▶ 文档正文
>>>>
Joseph Problem及其变形

一道数据结构的习题，貌似建议用循环链表来求解，只是我最近比较懒，所以直接采用用起来比较舒服的循环语句来求解了。

Joseph Problem

Description

The Joseph's problem is notoriously known. For those who are not familiar with the original problem: from among n people, numbered 1, 2, . . ., n, standing in circle every m^th is going to be executed and only the life of the last remaining person will be saved. Joseph was smart enough to choose the position of the last remaining person, thus saving his life to give us the message about the incident. For example when n = 6 and m = 5 then the people will be executed in the order 5, 4, 6, 2, 3 and 1 will be saved.

Suppose that there are k good guys and k bad guys (n = 2*k). In the circle the first k are good guys and the last k bad guys. You have to determine such minimal m that all the bad guys will be executed before the first good guy.

Input

The input file consists of separate lines containing k. The last line in the input file contains 0. You can suppose that 0 < k < 8.

Output

The output file will consist of separate lines containing m corresponding to k in the input file.

Sample Input

3

4

0

Sample Output

5

30

我的解答:

 

#include <iostream>
using namespace std;
int Ok(int k)
{
    int *p=new int[2*k+1];//判别生死状态的数组
    int count=0;//计数器
    int remainNum=2*k;//剩余人数
    int tryNum=k+1;//探测数
    bool judge=true;//设置这个值是为了比较方便地进行到下一个循环
    while(remainNum>k)
    {
        for(int i=1;i<=2*k;i++)
        {
            if(p[i]==0)
<<<<
数据集节选:
>>>>
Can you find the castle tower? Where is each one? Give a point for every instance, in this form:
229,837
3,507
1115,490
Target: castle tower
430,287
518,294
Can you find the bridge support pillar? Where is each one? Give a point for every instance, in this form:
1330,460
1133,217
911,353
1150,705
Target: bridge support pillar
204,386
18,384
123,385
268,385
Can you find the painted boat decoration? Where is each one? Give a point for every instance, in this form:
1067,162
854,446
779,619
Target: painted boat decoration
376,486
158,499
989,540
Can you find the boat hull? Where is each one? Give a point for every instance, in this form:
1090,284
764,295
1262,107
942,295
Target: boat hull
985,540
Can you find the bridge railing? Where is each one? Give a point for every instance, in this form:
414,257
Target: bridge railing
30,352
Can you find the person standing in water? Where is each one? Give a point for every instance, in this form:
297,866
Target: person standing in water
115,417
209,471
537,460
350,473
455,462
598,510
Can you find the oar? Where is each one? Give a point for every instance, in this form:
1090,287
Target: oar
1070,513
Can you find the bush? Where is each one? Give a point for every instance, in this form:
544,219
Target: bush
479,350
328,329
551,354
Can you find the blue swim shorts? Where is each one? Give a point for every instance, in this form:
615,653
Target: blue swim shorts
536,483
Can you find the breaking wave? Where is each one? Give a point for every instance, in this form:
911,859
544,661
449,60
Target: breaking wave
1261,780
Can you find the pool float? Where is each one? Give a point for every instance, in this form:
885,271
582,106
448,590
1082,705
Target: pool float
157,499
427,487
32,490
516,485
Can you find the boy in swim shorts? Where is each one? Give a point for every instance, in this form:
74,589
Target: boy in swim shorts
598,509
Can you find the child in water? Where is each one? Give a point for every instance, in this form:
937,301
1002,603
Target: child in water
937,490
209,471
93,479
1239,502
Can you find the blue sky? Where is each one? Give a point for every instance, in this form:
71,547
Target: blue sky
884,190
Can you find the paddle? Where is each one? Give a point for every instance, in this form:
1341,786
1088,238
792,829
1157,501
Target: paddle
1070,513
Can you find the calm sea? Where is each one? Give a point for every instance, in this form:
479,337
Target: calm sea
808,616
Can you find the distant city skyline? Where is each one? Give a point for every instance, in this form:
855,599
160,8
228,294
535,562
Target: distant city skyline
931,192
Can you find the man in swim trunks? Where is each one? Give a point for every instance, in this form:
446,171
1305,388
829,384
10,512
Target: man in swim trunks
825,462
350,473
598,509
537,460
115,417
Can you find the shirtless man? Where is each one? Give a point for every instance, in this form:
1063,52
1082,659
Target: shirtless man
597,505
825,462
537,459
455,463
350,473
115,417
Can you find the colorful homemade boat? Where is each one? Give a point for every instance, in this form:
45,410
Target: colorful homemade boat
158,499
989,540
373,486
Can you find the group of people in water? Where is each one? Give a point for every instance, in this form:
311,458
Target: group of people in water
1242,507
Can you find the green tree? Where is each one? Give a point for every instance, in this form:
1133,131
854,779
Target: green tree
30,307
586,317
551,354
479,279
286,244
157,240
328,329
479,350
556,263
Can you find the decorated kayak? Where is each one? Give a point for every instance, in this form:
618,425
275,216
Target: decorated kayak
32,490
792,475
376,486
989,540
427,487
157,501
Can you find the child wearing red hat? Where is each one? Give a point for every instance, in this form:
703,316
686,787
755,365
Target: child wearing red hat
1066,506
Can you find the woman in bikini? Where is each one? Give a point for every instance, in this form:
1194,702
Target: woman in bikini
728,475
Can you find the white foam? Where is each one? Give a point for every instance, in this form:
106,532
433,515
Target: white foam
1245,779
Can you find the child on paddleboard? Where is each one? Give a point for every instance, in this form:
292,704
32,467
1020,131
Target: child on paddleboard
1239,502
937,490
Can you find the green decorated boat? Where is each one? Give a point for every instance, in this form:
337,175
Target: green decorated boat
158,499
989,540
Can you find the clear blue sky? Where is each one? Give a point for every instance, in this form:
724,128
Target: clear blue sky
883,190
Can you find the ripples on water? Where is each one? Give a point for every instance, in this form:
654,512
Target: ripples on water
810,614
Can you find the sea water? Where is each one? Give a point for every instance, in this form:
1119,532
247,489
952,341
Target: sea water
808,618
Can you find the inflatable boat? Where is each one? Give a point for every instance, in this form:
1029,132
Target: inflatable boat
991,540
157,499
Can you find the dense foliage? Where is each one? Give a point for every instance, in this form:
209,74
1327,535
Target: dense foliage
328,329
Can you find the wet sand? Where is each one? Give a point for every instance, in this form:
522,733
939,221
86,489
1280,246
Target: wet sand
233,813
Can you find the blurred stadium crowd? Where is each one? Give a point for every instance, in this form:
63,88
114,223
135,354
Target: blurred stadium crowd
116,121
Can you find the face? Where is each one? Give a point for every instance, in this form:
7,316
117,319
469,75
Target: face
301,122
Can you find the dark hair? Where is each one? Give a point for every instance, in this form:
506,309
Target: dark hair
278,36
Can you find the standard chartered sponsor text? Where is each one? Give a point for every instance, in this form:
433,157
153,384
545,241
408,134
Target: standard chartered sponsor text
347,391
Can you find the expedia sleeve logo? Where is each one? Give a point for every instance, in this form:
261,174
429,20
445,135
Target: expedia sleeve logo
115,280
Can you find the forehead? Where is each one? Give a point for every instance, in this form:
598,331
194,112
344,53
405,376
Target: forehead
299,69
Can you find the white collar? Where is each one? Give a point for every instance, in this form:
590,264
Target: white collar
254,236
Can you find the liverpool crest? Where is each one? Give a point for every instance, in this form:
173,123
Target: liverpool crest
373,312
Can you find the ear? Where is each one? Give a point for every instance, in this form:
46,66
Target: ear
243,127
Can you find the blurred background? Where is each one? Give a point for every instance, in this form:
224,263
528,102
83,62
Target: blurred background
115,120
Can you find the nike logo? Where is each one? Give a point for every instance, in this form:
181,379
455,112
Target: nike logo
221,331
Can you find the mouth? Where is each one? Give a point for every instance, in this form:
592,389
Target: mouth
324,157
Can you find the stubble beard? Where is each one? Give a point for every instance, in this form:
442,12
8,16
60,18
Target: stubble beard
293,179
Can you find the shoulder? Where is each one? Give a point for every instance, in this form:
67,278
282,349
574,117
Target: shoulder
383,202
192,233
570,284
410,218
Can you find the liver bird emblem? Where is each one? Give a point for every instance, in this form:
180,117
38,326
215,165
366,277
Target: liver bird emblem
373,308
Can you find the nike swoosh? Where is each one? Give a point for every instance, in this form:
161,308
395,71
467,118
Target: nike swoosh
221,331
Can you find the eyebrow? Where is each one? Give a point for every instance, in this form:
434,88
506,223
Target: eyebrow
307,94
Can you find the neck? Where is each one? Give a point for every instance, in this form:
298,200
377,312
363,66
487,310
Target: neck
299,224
<<<<
▶ 设定题目
接着写约瑟夫问题的解题文章，从它现有的最后一行之后续写。

▶ 任务输出
            {
                count++;
                if(count==tryNum) {if(i<=k){judge=false;} count=0;p[i]=1;remainNum--;}//如果数到tryNum,先判断是否是好人;剩余人数减一，重新数数
            }
        }
        if(judge==false)//探测数加一，其余参数重置
        {
            judge=true;
            remainNum=2*k;
            count=0;
            for(int i=1;i<=2*k;i++){p[i]=0;}
            tryNum++;
        }
    }
    delete p;
    return tryNum;
}
int main()
{
    int k,count=0;
    int a[10];//因为k是0到8,所以用这么一个小数组来保存结果
    while(k!=0)
    {
        cin>>k;
        if(k!=0)
        {
            a[count]=Ok(k);
            count++;
        }
    }
    for(int i=0;i<count;i++)
        cout<<a[i]<<endl;
}

 

一直输入，直到输入0结束，输出所有结果。

另外，附上简单的Joseph问题的程序:

#include <iostream>
using namespace std;
int remain(int n,int m)
{
    int *p=new int[n+1];//判断哪些人还活着
    int count=0;//计数器
    int remainNum=n;//剩余人数
    while(remainNum>1)//只看最后剩下的那个人的号码
    {
        for(int i=1;i<=n;i++)
        {
            if(p[i]==0)
            {
                count++;
                if(count==m) {count=0;p[i]=1;remainNum--;}//数到m就被杀掉，剩余人数减一，重新开始数数
            }
        }
    }
    for(int i=1;i<=n;i++)
    {
        if(p[i]==0) return i;//返回活到最后的人的号码
    }
    return 0;
}
int main()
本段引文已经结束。